Brief: Extract each line from the listing below that contains the string "driver", treating uppercase and lowercase as different.

Material:
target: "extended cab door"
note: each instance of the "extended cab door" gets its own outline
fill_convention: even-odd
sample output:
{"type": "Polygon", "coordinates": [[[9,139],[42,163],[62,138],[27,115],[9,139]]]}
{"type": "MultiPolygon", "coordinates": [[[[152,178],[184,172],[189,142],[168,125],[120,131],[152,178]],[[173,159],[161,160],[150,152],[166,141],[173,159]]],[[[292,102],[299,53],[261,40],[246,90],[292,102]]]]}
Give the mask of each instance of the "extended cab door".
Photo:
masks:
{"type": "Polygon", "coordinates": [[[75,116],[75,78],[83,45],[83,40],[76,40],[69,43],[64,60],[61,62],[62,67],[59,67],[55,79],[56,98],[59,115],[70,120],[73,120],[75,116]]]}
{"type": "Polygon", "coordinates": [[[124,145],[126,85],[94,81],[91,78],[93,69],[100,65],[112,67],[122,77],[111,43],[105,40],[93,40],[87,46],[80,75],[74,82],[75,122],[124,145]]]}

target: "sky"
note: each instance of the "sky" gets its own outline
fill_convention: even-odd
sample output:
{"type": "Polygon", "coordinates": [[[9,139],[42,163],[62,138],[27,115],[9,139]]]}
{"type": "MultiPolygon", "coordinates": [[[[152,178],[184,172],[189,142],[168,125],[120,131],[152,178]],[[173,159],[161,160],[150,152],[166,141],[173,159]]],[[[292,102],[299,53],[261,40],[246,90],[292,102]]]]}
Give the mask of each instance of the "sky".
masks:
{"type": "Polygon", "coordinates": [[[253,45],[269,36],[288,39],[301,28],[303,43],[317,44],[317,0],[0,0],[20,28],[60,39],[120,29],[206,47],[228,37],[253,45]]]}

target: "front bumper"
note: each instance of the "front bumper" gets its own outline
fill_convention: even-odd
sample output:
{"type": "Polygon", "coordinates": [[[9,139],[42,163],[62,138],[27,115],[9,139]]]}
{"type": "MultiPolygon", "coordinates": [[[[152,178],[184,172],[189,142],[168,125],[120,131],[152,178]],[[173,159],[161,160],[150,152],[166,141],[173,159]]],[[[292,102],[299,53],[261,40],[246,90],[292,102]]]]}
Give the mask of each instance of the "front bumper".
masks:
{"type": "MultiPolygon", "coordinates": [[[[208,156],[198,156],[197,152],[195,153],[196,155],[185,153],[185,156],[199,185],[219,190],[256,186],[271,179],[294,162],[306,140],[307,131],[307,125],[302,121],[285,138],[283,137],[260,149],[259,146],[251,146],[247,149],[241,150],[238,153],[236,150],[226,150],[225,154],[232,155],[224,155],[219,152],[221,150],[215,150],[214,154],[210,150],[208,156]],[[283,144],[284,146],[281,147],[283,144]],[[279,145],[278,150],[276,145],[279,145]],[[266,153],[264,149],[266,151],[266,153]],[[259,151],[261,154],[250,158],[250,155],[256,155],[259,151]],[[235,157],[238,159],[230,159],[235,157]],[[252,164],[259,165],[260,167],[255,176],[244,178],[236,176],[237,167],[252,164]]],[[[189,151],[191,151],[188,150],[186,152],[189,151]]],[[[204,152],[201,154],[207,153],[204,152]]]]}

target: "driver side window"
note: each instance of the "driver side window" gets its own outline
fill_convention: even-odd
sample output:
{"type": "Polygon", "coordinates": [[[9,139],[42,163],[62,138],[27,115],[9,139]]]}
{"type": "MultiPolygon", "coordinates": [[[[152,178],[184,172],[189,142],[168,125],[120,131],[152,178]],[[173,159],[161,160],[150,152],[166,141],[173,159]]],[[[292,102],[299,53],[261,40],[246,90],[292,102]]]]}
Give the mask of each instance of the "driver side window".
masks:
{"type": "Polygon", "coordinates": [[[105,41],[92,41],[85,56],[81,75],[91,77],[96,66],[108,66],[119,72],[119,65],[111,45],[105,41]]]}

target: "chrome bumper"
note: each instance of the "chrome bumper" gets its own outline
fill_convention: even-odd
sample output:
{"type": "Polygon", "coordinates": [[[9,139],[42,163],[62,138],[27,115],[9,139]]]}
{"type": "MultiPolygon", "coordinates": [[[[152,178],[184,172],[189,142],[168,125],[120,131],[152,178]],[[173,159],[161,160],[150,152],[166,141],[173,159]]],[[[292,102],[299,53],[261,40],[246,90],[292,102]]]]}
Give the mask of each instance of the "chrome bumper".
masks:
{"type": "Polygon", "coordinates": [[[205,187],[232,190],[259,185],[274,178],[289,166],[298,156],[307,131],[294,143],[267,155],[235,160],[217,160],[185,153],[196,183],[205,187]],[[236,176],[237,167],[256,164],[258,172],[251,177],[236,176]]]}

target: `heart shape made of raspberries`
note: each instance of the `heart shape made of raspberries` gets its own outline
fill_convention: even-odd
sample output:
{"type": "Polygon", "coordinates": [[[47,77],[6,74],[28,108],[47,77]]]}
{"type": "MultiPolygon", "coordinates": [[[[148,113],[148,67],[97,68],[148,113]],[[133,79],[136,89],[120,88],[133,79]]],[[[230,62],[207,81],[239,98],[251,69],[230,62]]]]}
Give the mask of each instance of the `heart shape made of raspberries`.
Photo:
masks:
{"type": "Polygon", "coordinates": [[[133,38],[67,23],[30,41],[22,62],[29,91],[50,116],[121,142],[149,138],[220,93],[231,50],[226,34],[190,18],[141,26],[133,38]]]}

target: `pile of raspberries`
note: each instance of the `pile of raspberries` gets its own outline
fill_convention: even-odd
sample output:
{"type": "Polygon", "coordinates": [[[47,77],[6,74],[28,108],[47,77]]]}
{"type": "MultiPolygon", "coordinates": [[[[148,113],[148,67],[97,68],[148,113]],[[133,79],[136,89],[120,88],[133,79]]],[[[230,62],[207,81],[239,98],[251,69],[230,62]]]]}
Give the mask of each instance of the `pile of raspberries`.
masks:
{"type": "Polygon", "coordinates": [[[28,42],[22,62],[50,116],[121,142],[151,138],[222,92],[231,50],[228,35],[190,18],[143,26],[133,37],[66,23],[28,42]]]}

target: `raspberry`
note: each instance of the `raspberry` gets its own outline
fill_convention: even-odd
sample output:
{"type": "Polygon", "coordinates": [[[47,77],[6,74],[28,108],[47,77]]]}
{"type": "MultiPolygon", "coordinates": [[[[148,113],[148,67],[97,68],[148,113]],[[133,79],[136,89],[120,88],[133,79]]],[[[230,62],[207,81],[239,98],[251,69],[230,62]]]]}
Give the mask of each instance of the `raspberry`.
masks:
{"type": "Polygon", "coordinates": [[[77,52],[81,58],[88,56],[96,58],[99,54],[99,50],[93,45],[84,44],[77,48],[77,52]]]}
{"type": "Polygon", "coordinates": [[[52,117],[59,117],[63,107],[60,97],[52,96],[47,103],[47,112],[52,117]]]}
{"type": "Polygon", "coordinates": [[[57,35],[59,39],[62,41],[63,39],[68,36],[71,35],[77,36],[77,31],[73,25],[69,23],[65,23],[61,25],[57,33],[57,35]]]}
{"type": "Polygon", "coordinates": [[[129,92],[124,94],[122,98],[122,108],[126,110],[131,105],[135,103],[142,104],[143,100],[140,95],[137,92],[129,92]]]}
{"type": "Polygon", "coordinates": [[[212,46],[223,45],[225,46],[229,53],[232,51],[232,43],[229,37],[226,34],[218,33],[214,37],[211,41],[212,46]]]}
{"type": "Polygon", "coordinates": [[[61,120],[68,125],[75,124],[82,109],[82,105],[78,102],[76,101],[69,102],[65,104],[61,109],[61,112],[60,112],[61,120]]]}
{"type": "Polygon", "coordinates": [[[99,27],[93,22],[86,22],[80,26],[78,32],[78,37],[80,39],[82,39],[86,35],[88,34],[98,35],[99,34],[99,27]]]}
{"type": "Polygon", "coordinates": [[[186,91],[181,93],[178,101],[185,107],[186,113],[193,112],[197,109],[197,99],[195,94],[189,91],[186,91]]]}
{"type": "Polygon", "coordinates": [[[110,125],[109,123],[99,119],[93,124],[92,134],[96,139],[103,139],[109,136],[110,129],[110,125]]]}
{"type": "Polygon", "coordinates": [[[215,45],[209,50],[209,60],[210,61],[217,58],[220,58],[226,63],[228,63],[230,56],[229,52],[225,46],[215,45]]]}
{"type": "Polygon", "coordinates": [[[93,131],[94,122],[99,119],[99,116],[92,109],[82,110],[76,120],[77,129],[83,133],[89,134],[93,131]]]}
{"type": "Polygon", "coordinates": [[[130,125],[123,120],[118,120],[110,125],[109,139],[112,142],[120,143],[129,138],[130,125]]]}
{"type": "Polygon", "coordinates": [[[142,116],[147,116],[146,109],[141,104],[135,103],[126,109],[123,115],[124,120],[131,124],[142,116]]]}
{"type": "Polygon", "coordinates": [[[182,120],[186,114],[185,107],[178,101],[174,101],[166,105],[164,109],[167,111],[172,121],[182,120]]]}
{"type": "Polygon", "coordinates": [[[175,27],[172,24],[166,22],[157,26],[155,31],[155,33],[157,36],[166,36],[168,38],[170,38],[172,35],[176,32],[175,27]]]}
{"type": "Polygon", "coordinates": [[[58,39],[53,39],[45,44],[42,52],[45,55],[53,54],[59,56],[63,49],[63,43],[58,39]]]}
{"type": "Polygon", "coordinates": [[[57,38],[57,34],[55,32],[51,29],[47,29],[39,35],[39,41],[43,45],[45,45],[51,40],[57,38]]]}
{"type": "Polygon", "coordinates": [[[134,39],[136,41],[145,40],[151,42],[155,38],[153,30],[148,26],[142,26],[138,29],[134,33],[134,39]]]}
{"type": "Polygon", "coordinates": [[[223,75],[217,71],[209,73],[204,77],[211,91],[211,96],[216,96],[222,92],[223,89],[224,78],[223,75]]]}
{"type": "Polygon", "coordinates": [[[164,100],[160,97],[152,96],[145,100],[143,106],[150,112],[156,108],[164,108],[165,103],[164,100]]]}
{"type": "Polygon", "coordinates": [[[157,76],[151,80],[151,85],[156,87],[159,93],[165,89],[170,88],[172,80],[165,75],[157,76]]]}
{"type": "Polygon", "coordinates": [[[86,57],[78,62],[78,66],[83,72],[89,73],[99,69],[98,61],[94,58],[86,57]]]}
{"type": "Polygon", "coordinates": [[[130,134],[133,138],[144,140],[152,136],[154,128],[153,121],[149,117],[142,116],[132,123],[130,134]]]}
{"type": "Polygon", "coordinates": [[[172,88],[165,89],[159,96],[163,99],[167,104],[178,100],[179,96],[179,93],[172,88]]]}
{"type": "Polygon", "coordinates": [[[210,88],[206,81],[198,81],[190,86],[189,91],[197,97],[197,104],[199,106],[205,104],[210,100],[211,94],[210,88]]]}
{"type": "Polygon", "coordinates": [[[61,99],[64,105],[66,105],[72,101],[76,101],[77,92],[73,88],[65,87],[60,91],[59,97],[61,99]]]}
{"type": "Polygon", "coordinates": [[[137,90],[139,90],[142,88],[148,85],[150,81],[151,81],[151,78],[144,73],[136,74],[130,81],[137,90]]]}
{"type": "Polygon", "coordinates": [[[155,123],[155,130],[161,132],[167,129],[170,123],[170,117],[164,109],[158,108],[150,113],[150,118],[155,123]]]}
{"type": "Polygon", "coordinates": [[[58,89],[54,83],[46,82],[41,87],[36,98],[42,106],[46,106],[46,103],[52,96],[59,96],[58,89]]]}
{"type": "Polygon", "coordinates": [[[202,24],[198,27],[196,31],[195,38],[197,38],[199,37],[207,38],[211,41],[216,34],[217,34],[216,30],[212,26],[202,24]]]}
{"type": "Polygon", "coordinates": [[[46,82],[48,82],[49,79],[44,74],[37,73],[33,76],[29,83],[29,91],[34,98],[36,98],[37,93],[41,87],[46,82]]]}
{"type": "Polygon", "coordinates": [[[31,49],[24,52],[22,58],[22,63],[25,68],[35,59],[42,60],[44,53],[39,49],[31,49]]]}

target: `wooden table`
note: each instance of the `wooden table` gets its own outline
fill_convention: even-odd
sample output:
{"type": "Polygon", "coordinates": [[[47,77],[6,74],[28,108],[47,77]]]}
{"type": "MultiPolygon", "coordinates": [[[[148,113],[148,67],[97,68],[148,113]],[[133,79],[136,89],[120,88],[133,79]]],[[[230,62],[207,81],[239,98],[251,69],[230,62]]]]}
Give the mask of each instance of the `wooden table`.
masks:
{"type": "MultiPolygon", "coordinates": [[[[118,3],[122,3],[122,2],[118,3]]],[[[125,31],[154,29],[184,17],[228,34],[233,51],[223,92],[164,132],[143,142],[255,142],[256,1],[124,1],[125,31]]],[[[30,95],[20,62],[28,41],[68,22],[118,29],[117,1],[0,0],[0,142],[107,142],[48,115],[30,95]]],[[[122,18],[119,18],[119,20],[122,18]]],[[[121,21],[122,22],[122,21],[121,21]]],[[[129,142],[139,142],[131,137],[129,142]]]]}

Correct output:
target: "driver side window"
note: each instance of the "driver side window" gets its own outline
Give the mask of each instance of the "driver side window".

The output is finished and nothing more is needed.